These are the key concepts you need to understand to accurately answer the question.

Dot Product
In physics, understanding the dot product is crucial for computing work done by a force. Intuitively, the dot product gives a way of combining two vectors, which reflects how much one vector goes in the direction of another. This concept becomes particularly relevant when calculating work, as it encapsulates the interplay between force and motion.
The dot product of vectors \( \overrightarrow{\mathbf{F}} = (F_x \hat{\mathbf{i}} + F_y \hat{\mathbf{j}}) \) and \( \overrightarrow{\mathbf{d}} = (d_x \hat{\mathbf{i}} + d_y \hat{\mathbf{j}}) \) is given by:
  • \( \overrightarrow{\mathbf{F}} \cdot \overrightarrow{\mathbf{d}} = F_x d_x + F_y d_y \)
This formula shows how the force components pair with their corresponding displacement components.
Alternatively, the dot product can be expressed in terms of the magnitudes of the vectors and the cosine of the angle \( \theta \) between them:
  • \( W = F d \cos \theta \)
Here, \( F \) and \( d \) are the magnitudes of the force and displacement respectively. By accounting for the directionality of force, the dot product hence provides an effective tool to measure work.

• _EXERCISE TASK A_:
Reproduce the dot product passage from "This formula shows" up to and including "d \cos \theta \)".

Named-object pointing listing

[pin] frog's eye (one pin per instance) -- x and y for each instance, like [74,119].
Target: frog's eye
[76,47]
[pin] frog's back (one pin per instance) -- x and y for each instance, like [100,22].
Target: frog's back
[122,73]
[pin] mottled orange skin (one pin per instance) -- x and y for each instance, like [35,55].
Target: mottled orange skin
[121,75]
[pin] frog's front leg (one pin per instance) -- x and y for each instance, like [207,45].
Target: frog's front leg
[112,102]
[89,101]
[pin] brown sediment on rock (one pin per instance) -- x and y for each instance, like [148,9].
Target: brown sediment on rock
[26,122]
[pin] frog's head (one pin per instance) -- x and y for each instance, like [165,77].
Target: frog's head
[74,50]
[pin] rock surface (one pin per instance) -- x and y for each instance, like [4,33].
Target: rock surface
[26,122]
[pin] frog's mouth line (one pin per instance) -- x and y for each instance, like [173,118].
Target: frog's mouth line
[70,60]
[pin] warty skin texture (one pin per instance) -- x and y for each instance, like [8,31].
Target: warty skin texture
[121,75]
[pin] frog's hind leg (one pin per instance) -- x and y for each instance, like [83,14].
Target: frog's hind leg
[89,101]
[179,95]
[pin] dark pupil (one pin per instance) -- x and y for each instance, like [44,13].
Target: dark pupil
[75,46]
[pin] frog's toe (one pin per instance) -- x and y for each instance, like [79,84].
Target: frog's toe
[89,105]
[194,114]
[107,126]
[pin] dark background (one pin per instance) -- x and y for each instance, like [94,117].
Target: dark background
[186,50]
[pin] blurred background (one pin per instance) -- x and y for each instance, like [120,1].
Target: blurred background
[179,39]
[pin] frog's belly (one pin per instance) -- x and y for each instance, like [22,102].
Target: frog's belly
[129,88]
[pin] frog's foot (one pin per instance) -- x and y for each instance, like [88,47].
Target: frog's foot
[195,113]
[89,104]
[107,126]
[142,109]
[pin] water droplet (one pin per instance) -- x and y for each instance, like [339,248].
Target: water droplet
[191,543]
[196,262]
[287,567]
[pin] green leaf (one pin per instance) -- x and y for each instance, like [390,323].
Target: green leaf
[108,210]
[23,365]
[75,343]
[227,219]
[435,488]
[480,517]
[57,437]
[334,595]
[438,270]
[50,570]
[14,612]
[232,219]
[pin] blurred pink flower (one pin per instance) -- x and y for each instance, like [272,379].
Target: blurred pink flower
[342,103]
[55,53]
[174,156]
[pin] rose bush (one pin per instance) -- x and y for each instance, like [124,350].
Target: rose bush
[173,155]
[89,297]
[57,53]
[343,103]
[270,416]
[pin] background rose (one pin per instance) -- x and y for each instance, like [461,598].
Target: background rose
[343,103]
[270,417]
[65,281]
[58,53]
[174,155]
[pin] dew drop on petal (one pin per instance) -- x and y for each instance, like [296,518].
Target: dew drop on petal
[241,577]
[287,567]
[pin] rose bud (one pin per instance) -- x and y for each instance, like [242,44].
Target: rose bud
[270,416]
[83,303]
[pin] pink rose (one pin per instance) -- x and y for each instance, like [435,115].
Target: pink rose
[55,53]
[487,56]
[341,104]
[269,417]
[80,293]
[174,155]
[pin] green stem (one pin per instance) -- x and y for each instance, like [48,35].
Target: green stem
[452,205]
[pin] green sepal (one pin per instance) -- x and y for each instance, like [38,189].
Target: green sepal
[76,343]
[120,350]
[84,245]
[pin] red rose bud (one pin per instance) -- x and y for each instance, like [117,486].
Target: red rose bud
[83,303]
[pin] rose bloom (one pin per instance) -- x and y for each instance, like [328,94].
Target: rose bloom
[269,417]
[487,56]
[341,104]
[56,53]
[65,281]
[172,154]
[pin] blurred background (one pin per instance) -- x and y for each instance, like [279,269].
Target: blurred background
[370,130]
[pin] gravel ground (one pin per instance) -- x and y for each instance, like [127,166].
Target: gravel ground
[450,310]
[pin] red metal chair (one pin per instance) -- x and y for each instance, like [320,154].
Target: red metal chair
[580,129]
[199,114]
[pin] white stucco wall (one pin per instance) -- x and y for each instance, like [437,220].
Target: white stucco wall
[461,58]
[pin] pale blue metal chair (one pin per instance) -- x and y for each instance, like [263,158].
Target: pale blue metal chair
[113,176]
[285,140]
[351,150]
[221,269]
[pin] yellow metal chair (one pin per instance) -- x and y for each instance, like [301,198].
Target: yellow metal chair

• _EXERCISE TASK B_:
How many lines of the listing contain the string "blue"? Reply with the number alone.

• _TASK RESPONSE A_:
This formula shows how the force components pair with their corresponding displacement components.
Alternatively, the dot product can be expressed in terms of the magnitudes of the vectors and the cosine of the angle \( \theta \) between them:
  • \( W = F d \cos \theta \)

• _TASK RESPONSE B_:
2